STATED GOAL: Please rewrite the entries from the line containing "Practice. Annotate every instance of the stadium" through the line containing "x=312 y=188", swapping "jersey" for "shirt" and leaving everything else unchanged.

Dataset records

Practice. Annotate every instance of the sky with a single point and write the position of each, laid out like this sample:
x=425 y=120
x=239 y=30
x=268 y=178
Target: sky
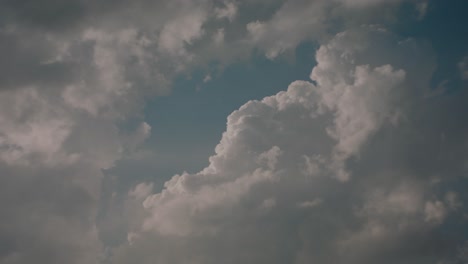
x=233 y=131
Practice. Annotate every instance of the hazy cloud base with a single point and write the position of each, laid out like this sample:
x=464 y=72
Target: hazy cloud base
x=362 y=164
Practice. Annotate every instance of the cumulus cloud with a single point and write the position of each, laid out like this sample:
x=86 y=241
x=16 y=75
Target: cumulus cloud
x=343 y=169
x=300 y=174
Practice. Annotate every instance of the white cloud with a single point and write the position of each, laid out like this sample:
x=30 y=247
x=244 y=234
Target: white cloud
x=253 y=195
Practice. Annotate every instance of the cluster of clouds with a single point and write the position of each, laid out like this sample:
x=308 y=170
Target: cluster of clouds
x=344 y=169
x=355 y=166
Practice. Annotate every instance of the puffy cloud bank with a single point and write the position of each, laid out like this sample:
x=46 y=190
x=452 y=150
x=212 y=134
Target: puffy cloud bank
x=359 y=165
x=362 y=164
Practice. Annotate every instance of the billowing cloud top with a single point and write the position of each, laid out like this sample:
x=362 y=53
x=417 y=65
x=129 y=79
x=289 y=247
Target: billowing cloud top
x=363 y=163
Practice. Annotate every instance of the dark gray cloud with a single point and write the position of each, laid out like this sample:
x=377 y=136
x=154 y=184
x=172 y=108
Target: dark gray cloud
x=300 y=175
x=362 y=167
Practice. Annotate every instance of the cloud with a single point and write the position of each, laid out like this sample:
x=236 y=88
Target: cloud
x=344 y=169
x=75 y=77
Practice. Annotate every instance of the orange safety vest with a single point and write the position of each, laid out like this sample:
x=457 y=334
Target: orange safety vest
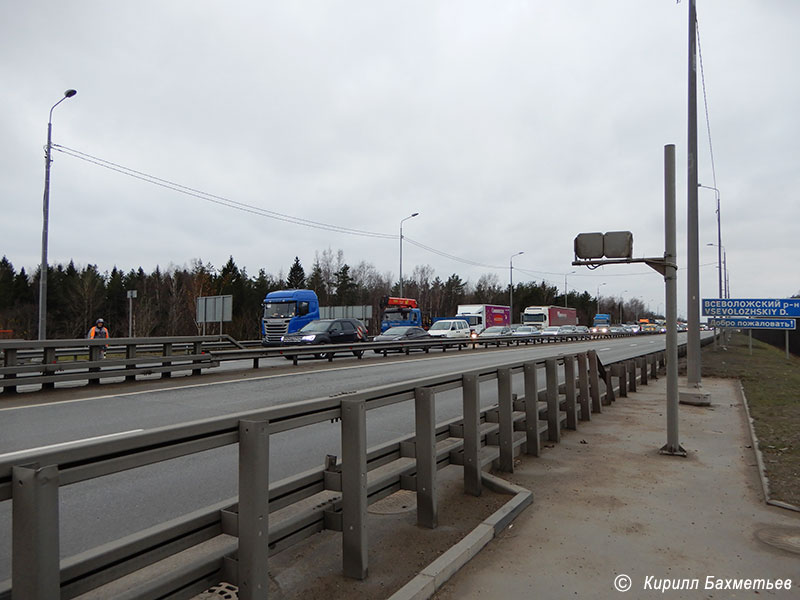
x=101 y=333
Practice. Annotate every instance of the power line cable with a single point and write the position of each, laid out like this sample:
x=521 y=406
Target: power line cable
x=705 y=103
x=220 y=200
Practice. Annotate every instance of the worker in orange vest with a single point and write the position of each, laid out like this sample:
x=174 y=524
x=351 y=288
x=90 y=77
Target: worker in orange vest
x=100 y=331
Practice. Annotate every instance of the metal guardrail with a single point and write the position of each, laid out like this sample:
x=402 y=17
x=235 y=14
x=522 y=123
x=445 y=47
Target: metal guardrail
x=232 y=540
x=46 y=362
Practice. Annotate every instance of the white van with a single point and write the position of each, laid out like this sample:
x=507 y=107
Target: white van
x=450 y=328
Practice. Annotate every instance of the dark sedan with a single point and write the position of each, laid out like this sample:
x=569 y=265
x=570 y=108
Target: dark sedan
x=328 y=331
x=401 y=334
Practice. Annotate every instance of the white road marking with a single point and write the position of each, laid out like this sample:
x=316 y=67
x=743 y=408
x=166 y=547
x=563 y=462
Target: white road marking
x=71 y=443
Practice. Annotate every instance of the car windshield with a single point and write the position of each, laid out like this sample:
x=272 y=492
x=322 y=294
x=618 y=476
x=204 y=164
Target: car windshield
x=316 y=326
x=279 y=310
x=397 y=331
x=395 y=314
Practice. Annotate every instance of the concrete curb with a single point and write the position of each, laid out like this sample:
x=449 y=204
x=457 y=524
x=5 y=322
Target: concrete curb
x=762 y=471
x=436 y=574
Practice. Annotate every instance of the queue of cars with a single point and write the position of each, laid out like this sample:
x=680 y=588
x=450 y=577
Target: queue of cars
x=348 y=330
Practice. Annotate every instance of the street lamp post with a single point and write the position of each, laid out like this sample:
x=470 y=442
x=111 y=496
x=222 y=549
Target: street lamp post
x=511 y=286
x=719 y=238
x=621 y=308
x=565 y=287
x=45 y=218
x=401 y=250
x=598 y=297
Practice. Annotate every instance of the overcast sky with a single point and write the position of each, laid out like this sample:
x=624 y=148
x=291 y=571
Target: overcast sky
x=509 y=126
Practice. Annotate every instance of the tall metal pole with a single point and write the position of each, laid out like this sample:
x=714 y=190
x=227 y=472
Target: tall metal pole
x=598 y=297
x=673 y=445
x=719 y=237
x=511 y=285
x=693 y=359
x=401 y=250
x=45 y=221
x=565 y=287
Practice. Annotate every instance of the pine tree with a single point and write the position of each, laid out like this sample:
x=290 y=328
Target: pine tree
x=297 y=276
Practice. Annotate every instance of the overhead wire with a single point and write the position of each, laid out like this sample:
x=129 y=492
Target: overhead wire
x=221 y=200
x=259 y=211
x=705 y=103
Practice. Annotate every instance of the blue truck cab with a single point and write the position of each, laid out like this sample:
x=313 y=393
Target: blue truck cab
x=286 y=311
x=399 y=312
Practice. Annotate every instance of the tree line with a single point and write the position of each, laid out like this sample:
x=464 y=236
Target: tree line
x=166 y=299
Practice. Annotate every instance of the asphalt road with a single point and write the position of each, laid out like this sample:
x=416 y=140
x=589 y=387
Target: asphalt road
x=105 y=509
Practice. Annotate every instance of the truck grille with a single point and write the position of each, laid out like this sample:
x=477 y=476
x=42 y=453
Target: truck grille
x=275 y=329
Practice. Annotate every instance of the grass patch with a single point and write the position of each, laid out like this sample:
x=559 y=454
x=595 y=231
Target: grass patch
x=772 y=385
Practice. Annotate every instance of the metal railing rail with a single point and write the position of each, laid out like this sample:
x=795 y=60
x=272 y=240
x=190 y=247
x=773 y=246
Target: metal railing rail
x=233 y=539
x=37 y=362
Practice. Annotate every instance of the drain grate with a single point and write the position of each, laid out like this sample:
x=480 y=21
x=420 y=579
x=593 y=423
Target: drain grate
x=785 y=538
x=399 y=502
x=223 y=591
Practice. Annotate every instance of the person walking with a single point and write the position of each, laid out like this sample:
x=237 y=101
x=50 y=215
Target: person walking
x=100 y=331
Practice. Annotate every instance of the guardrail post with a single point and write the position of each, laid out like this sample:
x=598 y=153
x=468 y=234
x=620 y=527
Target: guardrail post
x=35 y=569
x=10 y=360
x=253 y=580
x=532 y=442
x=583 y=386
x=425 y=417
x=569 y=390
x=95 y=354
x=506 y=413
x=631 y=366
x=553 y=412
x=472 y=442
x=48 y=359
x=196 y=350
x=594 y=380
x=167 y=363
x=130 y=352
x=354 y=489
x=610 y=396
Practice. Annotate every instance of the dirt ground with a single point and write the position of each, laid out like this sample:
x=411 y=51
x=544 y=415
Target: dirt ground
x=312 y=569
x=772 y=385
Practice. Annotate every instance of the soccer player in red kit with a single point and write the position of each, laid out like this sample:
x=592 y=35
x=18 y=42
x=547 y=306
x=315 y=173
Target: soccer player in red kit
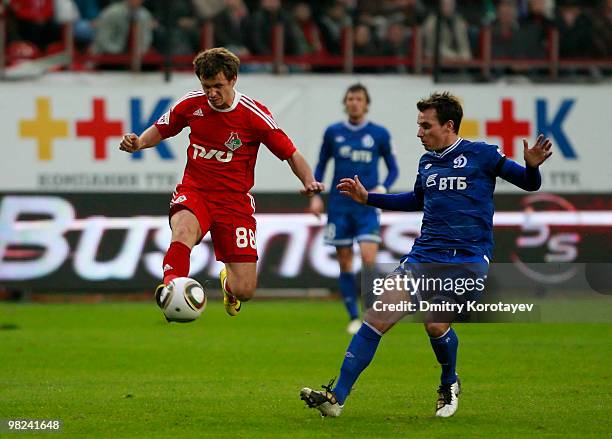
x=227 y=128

==

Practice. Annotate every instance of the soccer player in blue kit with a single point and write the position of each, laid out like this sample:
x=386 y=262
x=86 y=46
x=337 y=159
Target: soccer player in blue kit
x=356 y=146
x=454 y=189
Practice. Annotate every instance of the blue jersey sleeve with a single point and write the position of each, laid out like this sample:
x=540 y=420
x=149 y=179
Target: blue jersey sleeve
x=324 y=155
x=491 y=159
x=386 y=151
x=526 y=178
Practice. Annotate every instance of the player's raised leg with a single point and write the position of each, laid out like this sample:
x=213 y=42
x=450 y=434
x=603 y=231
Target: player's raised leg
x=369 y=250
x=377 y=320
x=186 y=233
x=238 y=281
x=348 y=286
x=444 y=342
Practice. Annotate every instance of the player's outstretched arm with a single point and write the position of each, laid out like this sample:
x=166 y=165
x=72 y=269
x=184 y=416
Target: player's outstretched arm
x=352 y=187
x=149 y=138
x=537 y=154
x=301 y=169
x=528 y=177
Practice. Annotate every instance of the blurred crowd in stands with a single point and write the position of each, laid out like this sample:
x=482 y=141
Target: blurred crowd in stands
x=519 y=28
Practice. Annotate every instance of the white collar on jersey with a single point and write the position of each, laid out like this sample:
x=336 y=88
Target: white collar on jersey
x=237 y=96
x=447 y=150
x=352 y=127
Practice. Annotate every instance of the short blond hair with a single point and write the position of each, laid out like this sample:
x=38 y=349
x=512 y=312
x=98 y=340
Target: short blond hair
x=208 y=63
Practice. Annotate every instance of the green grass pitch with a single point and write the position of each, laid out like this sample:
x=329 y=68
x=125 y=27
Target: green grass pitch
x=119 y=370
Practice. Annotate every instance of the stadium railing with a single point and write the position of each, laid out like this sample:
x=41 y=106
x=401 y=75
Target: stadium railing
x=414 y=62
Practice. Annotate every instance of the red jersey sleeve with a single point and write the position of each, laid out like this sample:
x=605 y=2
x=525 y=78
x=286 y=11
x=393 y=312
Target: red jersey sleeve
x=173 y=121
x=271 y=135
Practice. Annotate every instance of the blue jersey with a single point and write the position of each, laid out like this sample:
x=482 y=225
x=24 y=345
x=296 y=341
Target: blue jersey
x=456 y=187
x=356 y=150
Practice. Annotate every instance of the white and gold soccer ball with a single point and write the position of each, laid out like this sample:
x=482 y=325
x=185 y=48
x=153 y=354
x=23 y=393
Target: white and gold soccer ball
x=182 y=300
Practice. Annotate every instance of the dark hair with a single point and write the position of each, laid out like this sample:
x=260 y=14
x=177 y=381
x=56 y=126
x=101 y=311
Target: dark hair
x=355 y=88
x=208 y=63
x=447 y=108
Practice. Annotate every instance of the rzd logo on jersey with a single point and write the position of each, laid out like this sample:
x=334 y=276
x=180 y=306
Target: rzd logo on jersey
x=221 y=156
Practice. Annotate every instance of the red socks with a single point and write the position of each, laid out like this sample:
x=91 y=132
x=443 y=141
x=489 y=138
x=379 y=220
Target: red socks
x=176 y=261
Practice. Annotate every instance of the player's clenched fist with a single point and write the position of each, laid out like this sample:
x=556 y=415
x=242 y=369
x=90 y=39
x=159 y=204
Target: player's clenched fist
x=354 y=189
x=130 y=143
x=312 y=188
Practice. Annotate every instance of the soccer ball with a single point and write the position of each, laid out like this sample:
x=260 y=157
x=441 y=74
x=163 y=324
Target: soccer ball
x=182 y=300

* * *

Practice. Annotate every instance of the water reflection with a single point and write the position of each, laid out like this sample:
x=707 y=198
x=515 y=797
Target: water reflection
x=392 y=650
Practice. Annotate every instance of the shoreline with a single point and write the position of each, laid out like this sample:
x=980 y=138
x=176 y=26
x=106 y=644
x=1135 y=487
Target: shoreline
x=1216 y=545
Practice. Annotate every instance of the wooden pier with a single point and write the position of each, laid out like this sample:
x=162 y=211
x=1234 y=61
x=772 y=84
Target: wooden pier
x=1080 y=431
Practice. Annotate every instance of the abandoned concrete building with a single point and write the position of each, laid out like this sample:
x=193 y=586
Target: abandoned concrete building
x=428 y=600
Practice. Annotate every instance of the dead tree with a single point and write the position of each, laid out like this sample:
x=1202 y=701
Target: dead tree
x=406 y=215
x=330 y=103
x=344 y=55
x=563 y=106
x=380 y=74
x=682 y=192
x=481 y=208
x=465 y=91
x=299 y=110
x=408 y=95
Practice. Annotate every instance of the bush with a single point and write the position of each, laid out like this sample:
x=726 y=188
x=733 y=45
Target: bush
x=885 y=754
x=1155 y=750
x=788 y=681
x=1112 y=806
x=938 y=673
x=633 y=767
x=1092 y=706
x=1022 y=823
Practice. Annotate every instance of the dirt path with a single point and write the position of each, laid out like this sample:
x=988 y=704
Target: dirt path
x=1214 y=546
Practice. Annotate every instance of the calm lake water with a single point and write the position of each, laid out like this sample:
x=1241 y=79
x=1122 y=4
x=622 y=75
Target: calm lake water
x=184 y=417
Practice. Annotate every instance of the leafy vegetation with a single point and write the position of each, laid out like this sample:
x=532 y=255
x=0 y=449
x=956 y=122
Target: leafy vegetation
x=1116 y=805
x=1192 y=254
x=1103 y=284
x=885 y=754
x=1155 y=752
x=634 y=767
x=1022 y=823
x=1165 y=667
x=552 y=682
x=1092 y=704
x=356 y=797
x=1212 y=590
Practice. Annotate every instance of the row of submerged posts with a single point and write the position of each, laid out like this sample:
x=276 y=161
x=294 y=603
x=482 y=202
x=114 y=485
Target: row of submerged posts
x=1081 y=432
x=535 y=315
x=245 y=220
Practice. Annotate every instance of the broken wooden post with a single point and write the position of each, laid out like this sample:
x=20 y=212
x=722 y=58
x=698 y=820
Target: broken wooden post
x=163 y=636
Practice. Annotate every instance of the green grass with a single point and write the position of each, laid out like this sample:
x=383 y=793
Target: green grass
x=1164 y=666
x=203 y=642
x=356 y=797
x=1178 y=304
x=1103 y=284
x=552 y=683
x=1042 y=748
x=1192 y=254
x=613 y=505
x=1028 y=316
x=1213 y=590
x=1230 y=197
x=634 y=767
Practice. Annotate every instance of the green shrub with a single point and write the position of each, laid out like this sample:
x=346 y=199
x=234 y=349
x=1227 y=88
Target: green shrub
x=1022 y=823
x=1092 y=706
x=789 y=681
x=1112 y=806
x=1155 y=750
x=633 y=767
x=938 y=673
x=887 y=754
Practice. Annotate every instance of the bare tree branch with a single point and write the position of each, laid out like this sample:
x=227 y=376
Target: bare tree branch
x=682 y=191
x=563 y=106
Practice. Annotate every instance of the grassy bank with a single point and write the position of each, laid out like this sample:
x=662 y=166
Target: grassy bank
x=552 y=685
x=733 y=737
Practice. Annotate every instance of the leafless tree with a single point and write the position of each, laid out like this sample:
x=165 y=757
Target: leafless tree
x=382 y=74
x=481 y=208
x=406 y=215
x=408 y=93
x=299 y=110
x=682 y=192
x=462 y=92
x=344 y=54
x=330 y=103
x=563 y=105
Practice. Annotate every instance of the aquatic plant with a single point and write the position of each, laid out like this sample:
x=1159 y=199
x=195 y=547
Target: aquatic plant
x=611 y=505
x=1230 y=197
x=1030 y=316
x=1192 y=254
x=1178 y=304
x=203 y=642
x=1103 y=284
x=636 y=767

RESPONSE:
Practice. Annotate every instance of the stadium railing with a single point and write the position of each, laid out like this sample:
x=41 y=106
x=401 y=75
Target: stadium railing
x=414 y=62
Practice. Annotate every instance of the red shirt sleeve with a single point and write the position of each, laid out like this sample:
x=605 y=2
x=525 y=78
x=286 y=11
x=393 y=312
Target: red shirt sleeve
x=173 y=121
x=271 y=135
Practice. Annotate every instance of the blue shirt with a single point and write the position of each, laid out like this sample:
x=482 y=225
x=24 y=345
x=296 y=341
Target: blue shirt
x=456 y=187
x=356 y=150
Practice. Annotate every instance of the white and gold soccer ball with a single point and write the position of each, laid out like this sample:
x=482 y=325
x=185 y=48
x=153 y=354
x=23 y=393
Target: white and gold soccer ball
x=182 y=300
Practice. Annotate every instance of the dark hair with a single point and write the position of each, laid out like this sample:
x=260 y=14
x=177 y=381
x=56 y=126
x=101 y=311
Target: dark hair
x=355 y=88
x=208 y=63
x=447 y=108
Practice. Annotate every instance of the rzd logo on shirt with a single point and write the position of each, laid out like this sample:
x=334 y=276
x=180 y=306
Target: rzd logo on shirt
x=221 y=156
Practice. Annotate every instance of the red socks with a single point and write the position of each, laid out like this sample:
x=91 y=132
x=443 y=141
x=489 y=138
x=379 y=220
Target: red socks
x=176 y=261
Practice. Annotate every instance of the player's clenched fist with a single point and write the position of each, laid out like this sample:
x=556 y=415
x=242 y=369
x=90 y=39
x=159 y=204
Target: player's clenched fist
x=354 y=189
x=130 y=143
x=312 y=188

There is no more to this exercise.